SCORE:______Name:______

ECE 4100 Advanced Computer Architecture

Test I

1. (10 points) A hardware designer is considering putting a full array hardware multiply option in an existing computer system that will multiply 32 times faster when it is used. If a program spends 15% of it’s time doing multiply (without this new hardware), what speedup would result with the new hardware?

P + S = 1 and P is 15% (S is .85%) without multiply hardware, so

.15/32 + .85 = .854 with multiply hardware

1/.854 = 1.17

Speedup with new hardware multiply is ____1.17______

2. (5 points) Why do many computer products sell for almost twice the component parts cost? Include several of the factors that determine price.

Price must include Direct cost ( add 25- to 40% recurring costs such as: labor, purchasing, scrap, warranty

And Gross Margin (add 82 to 186% non recurring costs such as: R&D, marketing, sales, equipment maintenance, rental, financing cost, pretax profits, taxes

Then add 33% to 66% for volume discounts and/or retailer markup

3. (5 points) What are the main factors described in the text that determine the VLSI production cost (not development costs) of a traditional silicon wafer-based processor chip?

Cost to process a wafer, size of die determines number of die/wafers and yield, and then testing costs.


4. (5 points) What common mathematical characteristics of typical DSP applications vs. a general purpose computer program has enabled the development of commercially successful fast DSP processors and their associated instruction set (instead of using a general purpose processor and it’s instruction set).

More multiply operations than general purpose computer programs – multiply-accumlate hardware.

Continuous processing of streams of data – typically in simple loops using arrays – special addressing modes and loop branch controls can be built into the ISA and hardware.

5. (10 points) What feature of a scoreboard causes it not to provide any register renaming like Tomasulo’s approach? Provide exact hardware details

A scoreboard stores the register number and not the register’s value like the reservation stations in Tomasulo’s Alg.

§ AVAILABLE DATA:
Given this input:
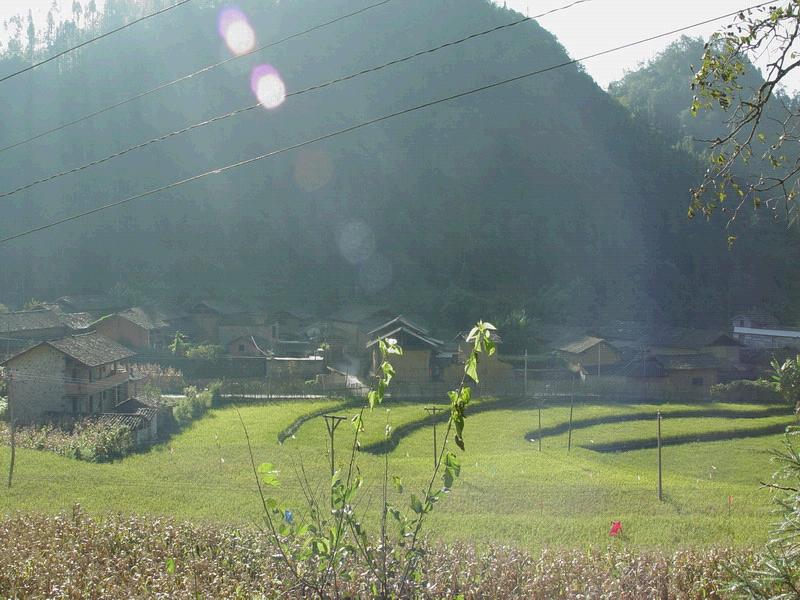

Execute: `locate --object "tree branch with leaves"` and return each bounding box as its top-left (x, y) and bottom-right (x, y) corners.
top-left (688, 0), bottom-right (800, 243)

§ WHAT IS BEING ASKED: In the computer architecture test, what is the passage starting with "4. (5 points)" and going on through "in Tomasulo’s Alg." when "scoreboard" is swapped out for "dependency tracker"?

§ SOLUTION FOR THIS EXERCISE:
4. (5 points) What common mathematical characteristics of typical DSP applications vs. a general purpose computer program has enabled the development of commercially successful fast DSP processors and their associated instruction set (instead of using a general purpose processor and it’s instruction set).

More multiply operations than general purpose computer programs – multiply-accumlate hardware.

Continuous processing of streams of data – typically in simple loops using arrays – special addressing modes and loop branch controls can be built into the ISA and hardware.

5. (10 points) What feature of a dependency tracker causes it not to provide any register renaming like Tomasulo’s approach? Provide exact hardware details

A dependency tracker stores the register number and not the register’s value like the reservation stations in Tomasulo’s Alg.